- EXERCISE GOAL -
Give back every entry below, unchanged.

■ ■ ■ ■

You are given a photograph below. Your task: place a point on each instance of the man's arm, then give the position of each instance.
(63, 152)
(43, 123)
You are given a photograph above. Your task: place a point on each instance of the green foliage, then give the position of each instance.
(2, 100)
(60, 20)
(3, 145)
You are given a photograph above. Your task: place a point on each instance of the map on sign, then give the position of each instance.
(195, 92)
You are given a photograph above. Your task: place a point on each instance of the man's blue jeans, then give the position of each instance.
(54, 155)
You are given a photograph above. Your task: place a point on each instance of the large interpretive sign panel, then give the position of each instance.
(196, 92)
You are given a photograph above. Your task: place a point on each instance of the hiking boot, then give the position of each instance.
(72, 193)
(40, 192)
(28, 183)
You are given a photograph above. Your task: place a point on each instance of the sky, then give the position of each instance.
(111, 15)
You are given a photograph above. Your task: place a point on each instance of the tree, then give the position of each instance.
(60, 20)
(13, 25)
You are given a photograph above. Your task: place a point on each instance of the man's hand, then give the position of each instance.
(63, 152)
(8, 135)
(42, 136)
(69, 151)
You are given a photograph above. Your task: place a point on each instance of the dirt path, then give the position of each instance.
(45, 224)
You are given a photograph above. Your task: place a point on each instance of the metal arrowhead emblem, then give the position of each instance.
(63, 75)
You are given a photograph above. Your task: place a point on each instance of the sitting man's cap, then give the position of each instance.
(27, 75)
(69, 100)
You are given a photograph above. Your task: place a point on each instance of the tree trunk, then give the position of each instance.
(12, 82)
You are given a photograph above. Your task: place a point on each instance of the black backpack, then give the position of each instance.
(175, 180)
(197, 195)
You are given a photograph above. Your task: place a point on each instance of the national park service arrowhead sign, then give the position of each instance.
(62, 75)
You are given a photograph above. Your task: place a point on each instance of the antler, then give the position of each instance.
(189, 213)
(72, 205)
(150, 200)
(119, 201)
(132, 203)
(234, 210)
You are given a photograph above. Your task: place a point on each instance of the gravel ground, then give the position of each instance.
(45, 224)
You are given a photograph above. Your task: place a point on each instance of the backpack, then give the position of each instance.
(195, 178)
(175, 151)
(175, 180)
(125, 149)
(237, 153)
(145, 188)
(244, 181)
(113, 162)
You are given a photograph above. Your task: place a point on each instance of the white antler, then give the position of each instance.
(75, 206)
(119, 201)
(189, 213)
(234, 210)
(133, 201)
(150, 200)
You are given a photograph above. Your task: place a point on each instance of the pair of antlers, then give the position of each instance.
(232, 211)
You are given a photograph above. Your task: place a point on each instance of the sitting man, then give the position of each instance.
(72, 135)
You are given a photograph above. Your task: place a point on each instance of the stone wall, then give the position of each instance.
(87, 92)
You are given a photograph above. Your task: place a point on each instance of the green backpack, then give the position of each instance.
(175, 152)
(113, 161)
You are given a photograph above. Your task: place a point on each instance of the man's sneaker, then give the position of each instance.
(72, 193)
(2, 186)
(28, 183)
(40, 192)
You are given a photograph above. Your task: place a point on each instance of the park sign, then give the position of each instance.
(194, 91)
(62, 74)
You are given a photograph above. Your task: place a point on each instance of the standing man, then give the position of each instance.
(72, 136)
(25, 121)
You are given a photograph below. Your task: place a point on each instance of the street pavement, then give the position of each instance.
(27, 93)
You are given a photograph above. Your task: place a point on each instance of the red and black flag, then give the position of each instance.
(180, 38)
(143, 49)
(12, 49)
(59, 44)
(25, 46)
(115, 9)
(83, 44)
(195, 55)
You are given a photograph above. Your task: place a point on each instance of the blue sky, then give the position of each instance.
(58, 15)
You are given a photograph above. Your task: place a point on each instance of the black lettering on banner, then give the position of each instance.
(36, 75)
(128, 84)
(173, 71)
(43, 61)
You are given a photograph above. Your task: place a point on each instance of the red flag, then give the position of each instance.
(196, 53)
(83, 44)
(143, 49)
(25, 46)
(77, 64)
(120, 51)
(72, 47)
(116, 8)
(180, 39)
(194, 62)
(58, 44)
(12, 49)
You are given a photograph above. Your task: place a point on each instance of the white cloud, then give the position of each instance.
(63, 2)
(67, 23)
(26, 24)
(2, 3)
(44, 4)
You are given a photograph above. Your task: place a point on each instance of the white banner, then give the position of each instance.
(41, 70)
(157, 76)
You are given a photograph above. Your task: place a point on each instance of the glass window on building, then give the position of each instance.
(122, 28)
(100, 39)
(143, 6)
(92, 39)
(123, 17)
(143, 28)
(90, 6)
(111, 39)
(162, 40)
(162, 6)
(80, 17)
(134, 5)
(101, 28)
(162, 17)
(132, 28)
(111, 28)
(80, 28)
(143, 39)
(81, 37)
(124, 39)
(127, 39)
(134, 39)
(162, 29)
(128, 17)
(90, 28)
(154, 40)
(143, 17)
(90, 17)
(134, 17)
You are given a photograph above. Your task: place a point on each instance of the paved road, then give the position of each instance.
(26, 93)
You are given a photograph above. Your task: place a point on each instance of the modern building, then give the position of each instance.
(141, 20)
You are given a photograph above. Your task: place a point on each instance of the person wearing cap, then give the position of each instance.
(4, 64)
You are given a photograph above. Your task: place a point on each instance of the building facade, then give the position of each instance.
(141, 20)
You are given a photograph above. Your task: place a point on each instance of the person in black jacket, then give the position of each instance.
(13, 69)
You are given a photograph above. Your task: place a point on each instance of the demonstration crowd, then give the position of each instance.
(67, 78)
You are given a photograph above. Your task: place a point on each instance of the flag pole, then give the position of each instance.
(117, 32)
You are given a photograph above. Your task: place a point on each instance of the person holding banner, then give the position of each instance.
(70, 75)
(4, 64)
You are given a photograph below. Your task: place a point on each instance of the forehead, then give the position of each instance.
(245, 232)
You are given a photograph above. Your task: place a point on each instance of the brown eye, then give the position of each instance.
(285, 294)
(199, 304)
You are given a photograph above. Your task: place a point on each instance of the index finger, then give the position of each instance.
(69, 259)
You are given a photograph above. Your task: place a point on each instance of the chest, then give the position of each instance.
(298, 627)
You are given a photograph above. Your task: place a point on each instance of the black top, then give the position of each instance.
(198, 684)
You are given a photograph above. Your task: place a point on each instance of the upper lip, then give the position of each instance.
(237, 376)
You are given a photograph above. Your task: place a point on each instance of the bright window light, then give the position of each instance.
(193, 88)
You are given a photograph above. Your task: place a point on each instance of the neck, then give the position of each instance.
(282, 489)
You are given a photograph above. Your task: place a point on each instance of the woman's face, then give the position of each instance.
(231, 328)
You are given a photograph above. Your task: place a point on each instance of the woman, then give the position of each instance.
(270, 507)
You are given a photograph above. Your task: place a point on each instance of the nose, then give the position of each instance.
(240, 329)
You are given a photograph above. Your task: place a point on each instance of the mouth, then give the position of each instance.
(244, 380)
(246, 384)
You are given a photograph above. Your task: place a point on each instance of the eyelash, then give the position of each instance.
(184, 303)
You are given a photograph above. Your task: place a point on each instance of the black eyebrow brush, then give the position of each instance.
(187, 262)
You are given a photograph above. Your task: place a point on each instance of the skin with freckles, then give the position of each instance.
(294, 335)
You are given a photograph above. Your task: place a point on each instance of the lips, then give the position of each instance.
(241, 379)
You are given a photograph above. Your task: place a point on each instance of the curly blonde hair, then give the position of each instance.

■ ■ ■ ■

- COMPLETED EXERCISE -
You are given a photograph below. Your task: place a point on each instance of the man's arm, then give the position of each instance.
(63, 152)
(43, 123)
You are given a photograph above. Your task: place a point on each instance of the green foliage, then give the position of each instance.
(2, 100)
(60, 20)
(3, 145)
You are given a photograph above. Your task: place a point on each instance of the map on sign, then give the position of each instance.
(195, 92)
You are given a photograph above. Your task: place a point on each instance of the man's blue jeans, then give the position of each instance.
(54, 155)
You are given a photograph above. Your task: place a point on each instance of the large interpretive sign panel, then give the position of each instance.
(196, 92)
You are given a photograph above. Your task: place a point on each instance of the hiking boot, then give the position of each instance.
(72, 193)
(40, 192)
(28, 183)
You are given a photograph above. Your task: place a point on each instance of the sky, then give the position of each instance.
(111, 15)
You are given a photograph above. Your task: place a point on each instance of the tree, then give the position of each instance.
(60, 20)
(13, 25)
You are given a photograph above. Your task: place a point on each instance of the man's hand, then give the position of each instance.
(63, 152)
(8, 135)
(42, 136)
(69, 151)
You are given a photograph above. Your task: place a point on each instance of the dirt path, then give the position of each instance.
(45, 224)
You are given a photograph above. Your task: place a point on each instance of the metal arrowhead emblem, then give the position of each instance.
(63, 75)
You are given a photograph above. Your task: place a point on each instance of the sitting man's cap, then give the position of each instance.
(27, 75)
(69, 100)
You are given a photograph above. Your task: place a point on each instance of the tree trunk, then give the position of each instance.
(12, 82)
You are given a photograph above. Your task: place a point on each instance of the black backpack, then give the position of each instance.
(175, 180)
(197, 195)
You are given a photograph above. Your task: place a point on each instance of the national park service arrowhead sign, then give the position of each instance.
(62, 75)
You are given a photograph above. Your task: place a point on each instance of the antler, then give the position of each instance.
(189, 213)
(72, 205)
(150, 200)
(119, 201)
(132, 203)
(234, 210)
You are given a photograph above. Your task: place a point on each instance of the gravel ground, then give the position of each instance.
(45, 224)
You are given a photograph above. Your task: place a point on each instance of the backpack, then give the position of each instance.
(195, 178)
(175, 151)
(175, 180)
(125, 149)
(237, 153)
(145, 188)
(244, 181)
(113, 162)
You are given a photograph above. Your task: place a point on each instance of the white antler, then give the position of each instance.
(75, 206)
(119, 201)
(189, 213)
(234, 210)
(133, 201)
(150, 200)
You are given a photograph above. Your task: place a point on each instance of the pair of antlers, then give the position of each instance.
(232, 211)
You are given a photograph above. Your task: place a point on each instance of the sitting man, then give the position of each instance.
(72, 135)
You are given a photograph above. Your task: place a point on each instance of the stone wall, then give the position of each instance.
(87, 92)
You are given a photograph above. Your task: place a point on each instance of the green backpack, then give the position of each instance.
(175, 152)
(113, 161)
You are given a photograph above. Your task: place a point on each instance of the man's sneaker, then give the position of each instance.
(72, 193)
(2, 186)
(28, 183)
(40, 192)
You are given a photograph above. Your task: place a point on each instance of the park sign, then give the position of each instance.
(194, 91)
(62, 74)
You are given a photograph above. Your task: place a point on each instance of the standing man, then give the position of each instance.
(72, 136)
(25, 121)
You are given a photograph below. Your task: place a point on each instance of the street pavement, then give the position of each instance.
(27, 93)
You are given a photograph above. Your task: place a point on each instance of the red and black flag, then give the position of each instance.
(180, 38)
(143, 49)
(12, 49)
(59, 44)
(25, 46)
(115, 9)
(83, 44)
(195, 55)
You are given a photograph above. Your task: place a point on each instance of the blue sky, then give the position of each instance.
(58, 15)
You are given a photograph above. Your task: place a point on each instance of the black lettering on banner, then give the position of each instance.
(36, 75)
(128, 84)
(173, 71)
(43, 61)
You are given a photograph above. Your task: place a point on each instance of the red flag, then give the position of each instance.
(196, 53)
(83, 44)
(143, 49)
(25, 46)
(77, 64)
(120, 51)
(72, 47)
(116, 8)
(180, 39)
(194, 62)
(58, 44)
(12, 49)
You are given a photograph above. Your task: place a point on each instance of the white cloud, then give the position of each instance.
(63, 2)
(67, 23)
(26, 24)
(2, 3)
(44, 4)
You are given a photograph above. Your task: place a point on each instance of the white banner, then give the position of each instance.
(41, 70)
(157, 76)
You are given a photograph above. Your task: place a point on each instance of the glass window on building, then give the position of each instance.
(122, 28)
(100, 39)
(143, 6)
(92, 39)
(123, 17)
(143, 28)
(90, 6)
(111, 39)
(162, 40)
(162, 6)
(80, 17)
(134, 5)
(101, 28)
(162, 17)
(132, 28)
(111, 28)
(80, 28)
(143, 39)
(81, 37)
(124, 39)
(127, 39)
(134, 39)
(162, 29)
(128, 17)
(90, 28)
(154, 40)
(143, 17)
(90, 17)
(134, 17)
You are given a photograph above. Your task: place a point on each instance of the paved road, then give the position of each instance.
(26, 93)
You are given a photograph above. Your task: place a point on each instance of the modern building, then give the position of each instance.
(141, 20)
You are given a photograph above. Your task: place a point on each instance of the person wearing cap, then give the position of each instance.
(4, 64)
You are given a photograph above. Your task: place a point on each instance of the building facade, then give the position of each instance.
(141, 20)
You are given a photograph above. Your task: place a point on each instance of the person in black jacket, then give the position of each instance.
(13, 69)
You are given a photograph above. Your task: place a point on each instance of the demonstration crowd, then give the position of each instance.
(67, 78)
You are given a photograph above. Your task: place a point on each instance of the flag pole, then give the position of each instance.
(117, 32)
You are given a photograph above. Your task: place a point on each instance of the person holding banner, then give the position of each instance.
(70, 75)
(4, 64)
You are given a photograph below. Your task: place a point on each instance of the forehead, then give the position of each instance.
(245, 232)
You are given a photograph above. Your task: place a point on each instance of the brown eye, then give the position of each instance.
(285, 294)
(199, 304)
You are given a photograph above. Your task: place a point on each instance of the index finger, then give the position of each instance.
(69, 259)
You are given a photograph above. Your task: place a point on each instance of the chest, then give the position of each instance.
(298, 627)
You are given a photograph above. Your task: place a point on each instance of the black top, then give the position of each instance.
(198, 684)
You are given a photograph above. Your task: place a point on each instance of the upper lip, then give the position of each instance.
(237, 376)
You are given a photograph above. Your task: place a point on each instance of the bright window light, then give the position of each instance.
(193, 88)
You are given a photograph above. Your task: place a point on each instance of the neck, then give the position of each instance.
(282, 489)
You are given a photograph above. Your task: place a point on each instance of the woman's face, then give the position of each instance.
(231, 328)
You are given a photograph above. Your task: place a point on each instance of the woman, then give the position of each instance.
(270, 507)
You are given a photograph above. Your task: place a point on each instance of the nose, then give the position of each instance.
(240, 329)
You are given a photograph above. Your task: place a point on each instance of the mouth, then give the position of each instance.
(244, 380)
(246, 384)
You are given a photograph above. Your task: place a point on each instance of the eyelash, then give the position of each instance.
(184, 303)
You are given a photograph above. Your task: place a point on each instance of the black eyebrow brush, then give the position of each instance.
(187, 262)
You are given a photograph above. Your task: place a point on each instance of the skin with freckles, then give the position of each instance.
(294, 335)
You are given a photograph above. Your task: place a point on each instance of the lips, then give the position of each instance.
(241, 379)
You are given a photograph above. Your task: place a point on each instance of the curly blonde hair, then give the position of each instance.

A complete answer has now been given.